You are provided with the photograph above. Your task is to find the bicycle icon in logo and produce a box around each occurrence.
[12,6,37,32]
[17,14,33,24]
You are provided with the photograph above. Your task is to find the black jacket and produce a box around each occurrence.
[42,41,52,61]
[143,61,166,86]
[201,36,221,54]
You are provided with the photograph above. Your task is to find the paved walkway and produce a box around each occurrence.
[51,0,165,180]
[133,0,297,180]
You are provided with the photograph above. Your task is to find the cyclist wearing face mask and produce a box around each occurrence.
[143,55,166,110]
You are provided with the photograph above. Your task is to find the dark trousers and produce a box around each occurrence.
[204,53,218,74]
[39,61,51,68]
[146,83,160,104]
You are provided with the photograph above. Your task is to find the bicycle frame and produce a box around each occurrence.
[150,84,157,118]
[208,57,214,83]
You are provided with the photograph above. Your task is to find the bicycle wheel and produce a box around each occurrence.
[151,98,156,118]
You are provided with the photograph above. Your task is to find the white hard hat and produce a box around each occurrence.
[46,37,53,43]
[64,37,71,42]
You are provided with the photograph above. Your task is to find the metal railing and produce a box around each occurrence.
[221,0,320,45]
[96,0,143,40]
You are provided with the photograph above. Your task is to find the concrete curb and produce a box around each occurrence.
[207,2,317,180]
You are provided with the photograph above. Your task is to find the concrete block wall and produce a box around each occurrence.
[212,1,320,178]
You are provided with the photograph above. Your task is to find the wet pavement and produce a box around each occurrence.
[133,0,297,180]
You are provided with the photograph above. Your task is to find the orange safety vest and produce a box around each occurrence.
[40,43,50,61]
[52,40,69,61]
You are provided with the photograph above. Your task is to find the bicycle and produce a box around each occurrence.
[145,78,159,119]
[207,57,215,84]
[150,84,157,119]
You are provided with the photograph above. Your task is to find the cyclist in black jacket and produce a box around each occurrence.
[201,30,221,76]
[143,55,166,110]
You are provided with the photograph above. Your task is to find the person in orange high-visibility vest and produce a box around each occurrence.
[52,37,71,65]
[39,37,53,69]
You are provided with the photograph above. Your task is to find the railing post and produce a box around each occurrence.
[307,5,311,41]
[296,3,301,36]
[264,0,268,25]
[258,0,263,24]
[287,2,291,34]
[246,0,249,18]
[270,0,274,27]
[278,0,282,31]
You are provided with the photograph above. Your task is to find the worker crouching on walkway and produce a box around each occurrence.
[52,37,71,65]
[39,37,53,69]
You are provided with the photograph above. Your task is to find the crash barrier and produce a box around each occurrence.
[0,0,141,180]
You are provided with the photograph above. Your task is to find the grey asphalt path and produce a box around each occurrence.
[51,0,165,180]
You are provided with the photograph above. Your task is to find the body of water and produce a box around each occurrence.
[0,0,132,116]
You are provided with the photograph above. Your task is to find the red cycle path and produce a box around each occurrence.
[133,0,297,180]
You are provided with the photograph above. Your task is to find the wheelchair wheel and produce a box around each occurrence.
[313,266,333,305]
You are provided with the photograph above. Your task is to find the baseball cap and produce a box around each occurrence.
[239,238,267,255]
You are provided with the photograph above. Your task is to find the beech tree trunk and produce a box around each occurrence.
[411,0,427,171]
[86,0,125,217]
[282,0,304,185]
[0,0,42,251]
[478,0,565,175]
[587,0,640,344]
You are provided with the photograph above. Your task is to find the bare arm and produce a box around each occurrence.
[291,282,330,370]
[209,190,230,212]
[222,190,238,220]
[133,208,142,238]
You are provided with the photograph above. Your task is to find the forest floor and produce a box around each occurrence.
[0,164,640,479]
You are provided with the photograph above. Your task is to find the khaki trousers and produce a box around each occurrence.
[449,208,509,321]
++++++++++++++++++++
### [WHAT TO WORK ON]
Reproduce the stretch of entries from the line containing "find the wheelchair" through the end of the entries, swapping "khaki trousers" for "beige trousers" and leaving everything else unchanged.

### [FULL SOLUTION]
You are provided with the photograph above. Your task is to find the wheelchair wheel and produce a box around each occurrence.
[313,266,333,305]
You are provided with the photograph above. Your task is to find the baseball cap and produce a box around each occurrence.
[239,238,267,255]
You are provided with the photograph above. Your task is to find the beech tree trunk and produce a box around each occurrence.
[411,0,427,171]
[86,0,125,217]
[282,0,304,185]
[0,0,42,251]
[478,0,565,175]
[587,0,640,344]
You are provided with the photograph above. Your task is to find the bare arm and produce a box around each occurrence.
[291,282,330,370]
[209,190,230,212]
[222,190,238,220]
[133,208,142,238]
You are provided with the photograph above. Your task is to find the forest floor and produce a box around each occurrence.
[0,164,640,479]
You are provided with the photograph above. Your task is to find the beige trousers and produce a box around each occurrence.
[449,208,509,321]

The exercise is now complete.